This time of year many writers begin to evaluate their progress to celebrate wins, grieve losses, and reset for the year ahead. Here are two questions to guide your reflection and help you build better habits for the coming year (and maybe even some writing resolutions).

2 Questions Every Writer Should Ask (Instead of Writing Resolutions)

My students leave today for winter break, done with class for the year. This week, we’ve spent some time reflecting on all we’ve learned from our reading and writing time together.

As they shared, I was reminded that the simple act of reading and writing and sharing together that makes the greatest impact on us. No one cited a course they paid thousands of dollars for. No one said they were glad they’d invested in technology or software (although those things are certainly nice!).

The thing that came up again and again was reading, discussing, writing, and feedback.

Two Questions for Reflection

Charlie “Tremendous” Jones once said, “You will be the same person in five years as you are today except for the people you meet and the books you read.” My students would certainly agree, and we used his words to guide our self-assessment.

1. What did you read this year?

Sometimes students ask, “What counts as reading?” My answer? Everything! Don’t discount the reading you complete outside your genre, the reading for classes or work, blogs, magazines, and newspapers. Do audiobooks count? Of course! What about podcasts? Yes!

I don’t know where we get the idea that if we aren’t reading the classics, the reading doesn’t count. Anything exposing you to words and ideas is a kind of reading.

Take a minute to list the books, stories, and articles that have stuck with you this year. For each, see if you can figure out why it left such a strong impression. Was it the content? The author’s voice? A new perspective?

As you celebrate the reading that helped you grow this year, think through the topics, authors, genres you didn’t get to and make a short list of three you’d like to explore in the coming year. Don’t make a big sweeping resolution you won’t keep. Simply commit to trying a few minutes each day in those new areas to see what they might hold.

2. What did you share this year?

The second question makes us squirm a little. We often don’t like to share our work, but it is a fantastic way to grow. Students discussed the stories, poems, and essays they wrote, as well as the feedback their peers gave to make the work stronger. There is real camaraderie in mutually sharing work with a supportive group of peers.

▶ Your instructions
Update the text on writers' year-end reflection between "This time of" and "of Writing Resolutions)", inclusive, with "habits" replaced by "routines".

▶ Records of labeled points

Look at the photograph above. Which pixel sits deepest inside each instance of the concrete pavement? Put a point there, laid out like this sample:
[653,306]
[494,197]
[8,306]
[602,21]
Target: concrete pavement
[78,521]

▶ Result of this task
This time of year many writers begin to evaluate their progress to celebrate wins, grieve losses, and reset for the year ahead. Here are two questions to guide your reflection and help you build better routines for the coming year (and maybe even some writing resolutions).

2 Questions Every Writer Should Ask (Instead of Writing Resolutions)